Collect every line of the entries below that contains the word "plate", and copy each one out in full.

* BEGIN PROVIDED DATA *

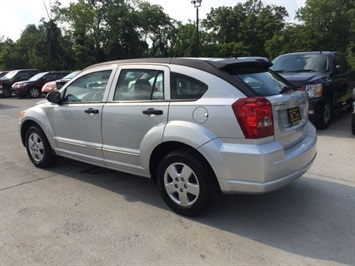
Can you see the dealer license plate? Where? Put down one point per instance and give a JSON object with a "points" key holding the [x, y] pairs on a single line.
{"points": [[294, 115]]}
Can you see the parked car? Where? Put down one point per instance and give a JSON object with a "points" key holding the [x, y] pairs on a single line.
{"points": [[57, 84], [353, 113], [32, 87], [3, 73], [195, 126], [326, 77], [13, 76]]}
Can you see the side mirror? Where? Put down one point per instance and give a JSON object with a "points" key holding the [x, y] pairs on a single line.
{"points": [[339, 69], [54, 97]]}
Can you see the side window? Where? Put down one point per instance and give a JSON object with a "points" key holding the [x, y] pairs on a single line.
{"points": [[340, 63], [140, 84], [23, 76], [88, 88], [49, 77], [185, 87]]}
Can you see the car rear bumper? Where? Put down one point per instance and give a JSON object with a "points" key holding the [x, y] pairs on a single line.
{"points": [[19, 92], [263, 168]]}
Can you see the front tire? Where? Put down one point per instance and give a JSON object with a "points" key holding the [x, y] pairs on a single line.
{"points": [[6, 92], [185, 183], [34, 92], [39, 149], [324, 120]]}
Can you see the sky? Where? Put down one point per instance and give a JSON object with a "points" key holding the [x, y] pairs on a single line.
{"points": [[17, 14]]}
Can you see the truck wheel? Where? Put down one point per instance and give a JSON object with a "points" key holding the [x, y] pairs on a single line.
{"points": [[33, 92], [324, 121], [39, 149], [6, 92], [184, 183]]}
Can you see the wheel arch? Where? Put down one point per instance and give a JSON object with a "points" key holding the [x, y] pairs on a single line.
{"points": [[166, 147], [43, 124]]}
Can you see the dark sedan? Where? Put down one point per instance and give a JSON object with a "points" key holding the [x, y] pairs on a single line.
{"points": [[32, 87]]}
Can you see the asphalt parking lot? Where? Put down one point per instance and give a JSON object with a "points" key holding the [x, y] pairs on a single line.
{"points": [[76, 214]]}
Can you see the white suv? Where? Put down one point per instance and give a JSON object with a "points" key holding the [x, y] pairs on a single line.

* END PROVIDED DATA *
* BEGIN PROVIDED DATA *

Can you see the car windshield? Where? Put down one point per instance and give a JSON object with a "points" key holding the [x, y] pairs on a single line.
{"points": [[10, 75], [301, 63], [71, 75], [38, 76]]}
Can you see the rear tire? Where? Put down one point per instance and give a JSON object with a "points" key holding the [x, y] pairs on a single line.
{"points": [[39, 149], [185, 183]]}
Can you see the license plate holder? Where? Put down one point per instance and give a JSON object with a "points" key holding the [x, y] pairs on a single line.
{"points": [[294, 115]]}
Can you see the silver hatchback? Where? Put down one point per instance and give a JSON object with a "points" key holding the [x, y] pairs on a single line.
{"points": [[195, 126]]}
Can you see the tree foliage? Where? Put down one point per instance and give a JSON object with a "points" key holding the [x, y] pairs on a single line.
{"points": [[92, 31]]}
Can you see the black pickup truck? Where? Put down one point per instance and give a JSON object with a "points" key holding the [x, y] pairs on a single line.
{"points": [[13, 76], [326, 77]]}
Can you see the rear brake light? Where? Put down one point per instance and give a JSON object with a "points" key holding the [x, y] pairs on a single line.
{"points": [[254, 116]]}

* END PROVIDED DATA *

● RESULT FOR THIS EXERCISE:
Can you see the dealer license plate? Where? Put down one point per instance and give a JSON object with a "points" key holding the [x, y] pairs on a single line.
Can you see the license plate holder? Where? Put down one point per instance and give a JSON object with a "points" key holding the [x, y] pairs on a single line.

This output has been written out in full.